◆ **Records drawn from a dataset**
+===+

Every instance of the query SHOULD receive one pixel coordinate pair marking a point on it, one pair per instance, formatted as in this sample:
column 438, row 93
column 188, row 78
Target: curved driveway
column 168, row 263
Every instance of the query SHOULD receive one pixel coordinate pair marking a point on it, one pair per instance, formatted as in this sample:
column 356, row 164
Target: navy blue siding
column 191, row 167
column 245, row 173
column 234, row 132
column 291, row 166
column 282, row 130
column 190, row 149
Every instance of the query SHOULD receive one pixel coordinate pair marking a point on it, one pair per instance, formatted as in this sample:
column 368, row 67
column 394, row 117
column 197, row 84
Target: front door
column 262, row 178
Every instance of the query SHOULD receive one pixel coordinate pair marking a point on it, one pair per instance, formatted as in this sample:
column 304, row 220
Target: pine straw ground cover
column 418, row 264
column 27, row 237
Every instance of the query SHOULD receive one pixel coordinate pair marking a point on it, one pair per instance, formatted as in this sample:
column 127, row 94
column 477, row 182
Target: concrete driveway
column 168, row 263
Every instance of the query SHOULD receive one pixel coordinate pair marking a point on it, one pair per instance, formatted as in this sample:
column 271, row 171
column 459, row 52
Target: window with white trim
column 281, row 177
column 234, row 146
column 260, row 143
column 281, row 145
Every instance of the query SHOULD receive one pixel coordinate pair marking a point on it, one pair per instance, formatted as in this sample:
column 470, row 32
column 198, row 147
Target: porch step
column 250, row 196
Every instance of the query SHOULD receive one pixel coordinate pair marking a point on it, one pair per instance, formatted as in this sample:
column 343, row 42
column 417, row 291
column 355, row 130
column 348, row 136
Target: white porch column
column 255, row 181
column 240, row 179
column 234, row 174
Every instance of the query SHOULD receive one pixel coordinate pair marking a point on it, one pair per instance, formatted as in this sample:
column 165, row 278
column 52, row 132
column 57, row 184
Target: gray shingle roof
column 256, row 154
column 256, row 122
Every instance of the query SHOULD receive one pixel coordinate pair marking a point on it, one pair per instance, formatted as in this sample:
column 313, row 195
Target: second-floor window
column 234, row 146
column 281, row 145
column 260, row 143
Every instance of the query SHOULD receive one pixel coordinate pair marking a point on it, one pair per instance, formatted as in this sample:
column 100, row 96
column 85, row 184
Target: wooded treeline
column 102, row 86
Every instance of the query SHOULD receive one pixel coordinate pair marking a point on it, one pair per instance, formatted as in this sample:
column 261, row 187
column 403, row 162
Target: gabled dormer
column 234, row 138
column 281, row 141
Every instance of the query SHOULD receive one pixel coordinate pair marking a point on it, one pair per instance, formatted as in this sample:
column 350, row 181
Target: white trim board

+===+

◆ **EXERCISE REQUIREMENTS**
Exact copies of the lines from the one holding "Target: second-floor window" to the end of the entries are all that should be written.

◆ **WRITTEN ANSWER**
Target: second-floor window
column 234, row 146
column 281, row 145
column 260, row 143
Every instance of the query SHOULD receive one pixel coordinate pair marking a point on it, one pair per instance, formatted as in this sample:
column 100, row 96
column 85, row 184
Target: wooded treeline
column 102, row 86
Every instance of the query SHOULD receive one pixel coordinate pair marking a point on it, one pair per instance, formatted as in this sample:
column 261, row 187
column 403, row 162
Target: gabled dormer
column 234, row 138
column 281, row 141
Every instance of the query SHOULD receive one pixel coordinate pair marking a point on it, one pair per instance, formatted as in this sample:
column 350, row 181
Target: white trim board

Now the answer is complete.